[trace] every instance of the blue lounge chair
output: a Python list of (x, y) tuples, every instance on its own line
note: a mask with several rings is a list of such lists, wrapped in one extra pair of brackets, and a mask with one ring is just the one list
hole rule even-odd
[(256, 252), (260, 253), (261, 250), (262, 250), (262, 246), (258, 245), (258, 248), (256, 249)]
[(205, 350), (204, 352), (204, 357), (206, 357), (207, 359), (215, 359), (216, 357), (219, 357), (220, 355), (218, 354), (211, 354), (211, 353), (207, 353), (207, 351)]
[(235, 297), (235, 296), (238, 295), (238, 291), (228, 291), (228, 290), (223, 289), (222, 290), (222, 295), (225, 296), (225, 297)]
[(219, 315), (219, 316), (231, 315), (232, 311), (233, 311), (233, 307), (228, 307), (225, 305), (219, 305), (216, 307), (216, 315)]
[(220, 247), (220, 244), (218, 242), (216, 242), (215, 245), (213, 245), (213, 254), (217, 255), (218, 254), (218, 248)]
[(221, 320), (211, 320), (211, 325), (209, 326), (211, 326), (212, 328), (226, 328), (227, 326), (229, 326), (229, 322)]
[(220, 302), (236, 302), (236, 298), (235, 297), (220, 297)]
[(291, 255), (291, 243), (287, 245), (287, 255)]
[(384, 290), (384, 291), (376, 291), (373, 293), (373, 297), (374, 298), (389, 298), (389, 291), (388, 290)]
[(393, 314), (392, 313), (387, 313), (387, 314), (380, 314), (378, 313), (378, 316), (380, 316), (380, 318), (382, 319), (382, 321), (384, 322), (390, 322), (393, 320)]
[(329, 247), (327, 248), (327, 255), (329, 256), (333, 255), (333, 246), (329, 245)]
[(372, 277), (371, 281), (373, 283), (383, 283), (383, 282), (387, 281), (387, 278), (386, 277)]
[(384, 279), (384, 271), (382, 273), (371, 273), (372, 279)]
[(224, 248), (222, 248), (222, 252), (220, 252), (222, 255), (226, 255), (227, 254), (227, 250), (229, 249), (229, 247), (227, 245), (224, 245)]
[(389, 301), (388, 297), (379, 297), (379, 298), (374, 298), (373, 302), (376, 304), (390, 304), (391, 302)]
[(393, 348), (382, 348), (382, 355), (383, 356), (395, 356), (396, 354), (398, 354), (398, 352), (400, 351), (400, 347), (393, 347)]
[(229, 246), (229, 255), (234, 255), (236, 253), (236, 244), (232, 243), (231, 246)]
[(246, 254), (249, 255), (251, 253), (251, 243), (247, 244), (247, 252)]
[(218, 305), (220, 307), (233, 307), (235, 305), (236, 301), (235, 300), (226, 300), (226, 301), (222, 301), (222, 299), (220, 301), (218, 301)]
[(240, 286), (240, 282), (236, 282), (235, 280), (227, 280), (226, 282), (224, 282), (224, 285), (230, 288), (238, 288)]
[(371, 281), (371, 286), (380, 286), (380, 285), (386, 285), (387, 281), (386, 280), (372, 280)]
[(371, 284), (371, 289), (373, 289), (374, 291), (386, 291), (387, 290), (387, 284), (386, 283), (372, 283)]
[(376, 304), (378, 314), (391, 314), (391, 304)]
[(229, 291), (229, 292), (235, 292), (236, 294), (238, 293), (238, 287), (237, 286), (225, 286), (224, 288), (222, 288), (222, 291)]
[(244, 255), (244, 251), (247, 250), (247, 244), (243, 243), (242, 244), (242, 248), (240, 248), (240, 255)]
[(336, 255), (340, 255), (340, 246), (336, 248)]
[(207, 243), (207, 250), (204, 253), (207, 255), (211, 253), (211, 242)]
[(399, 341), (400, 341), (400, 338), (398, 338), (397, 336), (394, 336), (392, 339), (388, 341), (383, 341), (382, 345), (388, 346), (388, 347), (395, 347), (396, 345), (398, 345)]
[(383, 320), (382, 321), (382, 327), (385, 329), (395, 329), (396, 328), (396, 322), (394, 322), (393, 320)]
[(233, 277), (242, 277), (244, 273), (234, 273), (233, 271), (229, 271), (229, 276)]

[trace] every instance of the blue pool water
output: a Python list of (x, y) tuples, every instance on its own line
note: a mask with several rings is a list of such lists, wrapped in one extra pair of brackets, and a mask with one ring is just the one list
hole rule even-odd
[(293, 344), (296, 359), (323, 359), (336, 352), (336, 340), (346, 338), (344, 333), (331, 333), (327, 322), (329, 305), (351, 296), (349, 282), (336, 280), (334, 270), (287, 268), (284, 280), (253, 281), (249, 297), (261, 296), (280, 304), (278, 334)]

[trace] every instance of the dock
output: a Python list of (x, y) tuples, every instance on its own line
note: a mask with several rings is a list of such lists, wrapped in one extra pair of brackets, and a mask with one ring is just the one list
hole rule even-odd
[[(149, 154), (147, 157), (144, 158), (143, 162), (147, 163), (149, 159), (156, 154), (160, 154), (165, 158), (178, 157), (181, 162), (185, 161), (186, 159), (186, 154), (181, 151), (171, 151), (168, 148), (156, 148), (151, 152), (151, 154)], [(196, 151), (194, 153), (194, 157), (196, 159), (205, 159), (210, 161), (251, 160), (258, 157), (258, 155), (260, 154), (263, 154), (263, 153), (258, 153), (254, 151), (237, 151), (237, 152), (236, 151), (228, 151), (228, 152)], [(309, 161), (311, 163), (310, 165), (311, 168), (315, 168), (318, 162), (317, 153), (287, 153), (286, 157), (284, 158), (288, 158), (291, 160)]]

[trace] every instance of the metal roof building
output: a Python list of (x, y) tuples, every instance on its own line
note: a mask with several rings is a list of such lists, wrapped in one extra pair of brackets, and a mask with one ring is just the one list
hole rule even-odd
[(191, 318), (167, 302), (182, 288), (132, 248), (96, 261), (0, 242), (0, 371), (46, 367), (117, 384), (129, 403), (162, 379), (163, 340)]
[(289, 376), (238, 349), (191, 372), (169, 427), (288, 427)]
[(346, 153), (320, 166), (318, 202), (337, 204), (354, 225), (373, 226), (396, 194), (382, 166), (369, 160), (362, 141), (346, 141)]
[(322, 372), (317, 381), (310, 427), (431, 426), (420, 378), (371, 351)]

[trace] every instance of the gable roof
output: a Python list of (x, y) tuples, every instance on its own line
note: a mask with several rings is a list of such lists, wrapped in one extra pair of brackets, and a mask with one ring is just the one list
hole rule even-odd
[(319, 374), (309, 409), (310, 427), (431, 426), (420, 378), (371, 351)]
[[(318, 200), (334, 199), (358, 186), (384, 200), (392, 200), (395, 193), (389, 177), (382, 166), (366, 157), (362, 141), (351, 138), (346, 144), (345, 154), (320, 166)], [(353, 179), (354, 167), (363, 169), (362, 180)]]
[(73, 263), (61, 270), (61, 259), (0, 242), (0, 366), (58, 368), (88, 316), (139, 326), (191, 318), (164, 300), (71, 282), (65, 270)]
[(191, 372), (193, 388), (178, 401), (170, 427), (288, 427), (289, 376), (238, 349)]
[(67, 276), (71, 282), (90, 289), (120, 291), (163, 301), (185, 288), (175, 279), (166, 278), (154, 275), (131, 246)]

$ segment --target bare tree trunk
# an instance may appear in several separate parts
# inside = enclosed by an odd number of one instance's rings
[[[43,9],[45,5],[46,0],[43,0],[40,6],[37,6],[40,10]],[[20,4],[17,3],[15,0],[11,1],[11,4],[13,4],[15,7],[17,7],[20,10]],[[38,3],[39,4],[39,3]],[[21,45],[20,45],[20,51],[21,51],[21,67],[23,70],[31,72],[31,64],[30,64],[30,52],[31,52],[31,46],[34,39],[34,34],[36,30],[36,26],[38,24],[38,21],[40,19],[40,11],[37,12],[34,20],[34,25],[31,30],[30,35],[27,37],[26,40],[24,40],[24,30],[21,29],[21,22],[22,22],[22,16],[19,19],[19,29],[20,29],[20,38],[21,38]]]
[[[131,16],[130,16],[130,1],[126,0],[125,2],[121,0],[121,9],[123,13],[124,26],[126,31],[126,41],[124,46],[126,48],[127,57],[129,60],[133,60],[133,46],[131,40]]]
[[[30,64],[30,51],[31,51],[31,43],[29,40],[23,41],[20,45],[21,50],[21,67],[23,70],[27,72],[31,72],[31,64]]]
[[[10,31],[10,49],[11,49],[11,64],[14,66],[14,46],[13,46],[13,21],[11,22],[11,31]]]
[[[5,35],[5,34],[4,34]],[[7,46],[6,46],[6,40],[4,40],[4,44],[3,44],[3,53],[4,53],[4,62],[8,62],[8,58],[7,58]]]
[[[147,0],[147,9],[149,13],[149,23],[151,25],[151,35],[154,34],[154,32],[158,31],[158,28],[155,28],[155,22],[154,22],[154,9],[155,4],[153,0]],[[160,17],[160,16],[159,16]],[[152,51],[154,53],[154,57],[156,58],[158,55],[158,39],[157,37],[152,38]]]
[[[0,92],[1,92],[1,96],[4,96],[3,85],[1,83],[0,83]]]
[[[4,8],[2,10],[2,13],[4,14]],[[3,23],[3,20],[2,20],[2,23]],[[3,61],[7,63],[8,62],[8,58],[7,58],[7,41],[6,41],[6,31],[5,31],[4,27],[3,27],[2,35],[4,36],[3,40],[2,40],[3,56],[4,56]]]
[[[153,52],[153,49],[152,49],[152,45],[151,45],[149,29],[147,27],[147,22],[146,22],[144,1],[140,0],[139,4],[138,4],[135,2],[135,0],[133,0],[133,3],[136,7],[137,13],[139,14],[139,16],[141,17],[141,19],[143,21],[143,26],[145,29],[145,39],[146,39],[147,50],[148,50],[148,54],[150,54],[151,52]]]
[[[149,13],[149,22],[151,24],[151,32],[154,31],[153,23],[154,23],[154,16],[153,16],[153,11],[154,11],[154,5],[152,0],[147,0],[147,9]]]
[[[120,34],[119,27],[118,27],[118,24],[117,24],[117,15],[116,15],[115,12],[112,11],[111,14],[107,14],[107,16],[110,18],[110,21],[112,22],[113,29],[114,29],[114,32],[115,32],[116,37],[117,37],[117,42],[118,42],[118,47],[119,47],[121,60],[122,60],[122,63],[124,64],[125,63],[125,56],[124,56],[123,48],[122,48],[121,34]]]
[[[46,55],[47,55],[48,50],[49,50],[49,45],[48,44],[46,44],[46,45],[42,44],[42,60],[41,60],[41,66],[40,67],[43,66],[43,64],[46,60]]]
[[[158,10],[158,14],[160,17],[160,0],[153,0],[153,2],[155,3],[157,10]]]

■ TASK TO CARRY OUT
Please say how many lines in the records contain the word "trace", and give only that number.

■ ANSWER AREA
5